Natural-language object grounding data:

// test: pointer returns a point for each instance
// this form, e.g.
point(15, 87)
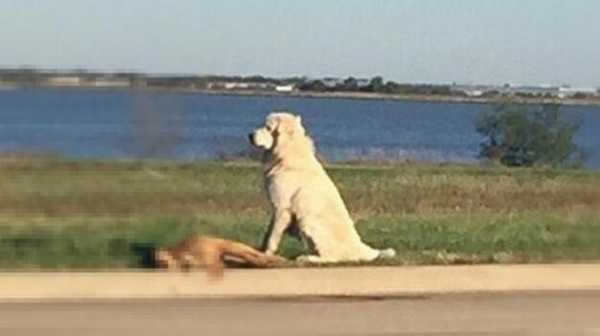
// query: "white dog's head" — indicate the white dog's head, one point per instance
point(279, 128)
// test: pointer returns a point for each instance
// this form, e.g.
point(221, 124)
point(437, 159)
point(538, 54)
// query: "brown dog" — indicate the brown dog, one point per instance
point(212, 253)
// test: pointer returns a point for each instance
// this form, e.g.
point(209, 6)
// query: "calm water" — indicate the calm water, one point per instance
point(103, 124)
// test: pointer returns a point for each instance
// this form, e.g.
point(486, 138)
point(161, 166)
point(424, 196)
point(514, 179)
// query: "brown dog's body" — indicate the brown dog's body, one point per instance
point(211, 253)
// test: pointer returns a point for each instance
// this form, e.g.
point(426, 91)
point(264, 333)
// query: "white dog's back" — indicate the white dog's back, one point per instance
point(301, 191)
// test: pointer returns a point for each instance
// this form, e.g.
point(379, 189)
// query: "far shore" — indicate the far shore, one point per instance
point(333, 95)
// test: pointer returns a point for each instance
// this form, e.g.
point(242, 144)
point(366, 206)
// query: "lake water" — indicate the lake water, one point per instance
point(113, 124)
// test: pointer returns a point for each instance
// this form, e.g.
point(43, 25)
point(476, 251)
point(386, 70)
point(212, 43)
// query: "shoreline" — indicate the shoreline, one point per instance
point(324, 95)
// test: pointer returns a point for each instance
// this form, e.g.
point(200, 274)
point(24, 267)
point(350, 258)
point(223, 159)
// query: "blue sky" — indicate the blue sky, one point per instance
point(439, 41)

> [Assignment]:
The output should be exactly the lines above from the line containing "point(426, 91)" to the line containing "point(223, 159)", inclusive, with no other lines.

> [Problem solution]:
point(426, 91)
point(264, 333)
// query: "white dog's back" — indicate the white dog's back, one point per instance
point(301, 191)
// test: pointer returns a point for each instance
// this form, e.g.
point(379, 189)
// query: "far shore" — indicate the far shore, one point per instance
point(333, 95)
// test: pointer returns a point for each instance
// this form, e.g.
point(242, 144)
point(366, 206)
// query: "lake water" — indicate the lake water, one point per instance
point(113, 124)
// test: pointer returns a point for each instance
// this form, e.g.
point(43, 25)
point(476, 251)
point(386, 70)
point(212, 43)
// query: "shoreline" — indicate the shoreline, one point per instance
point(324, 95)
// test: pointer returns a point for each instance
// this form, e.g.
point(200, 274)
point(24, 267)
point(350, 258)
point(223, 159)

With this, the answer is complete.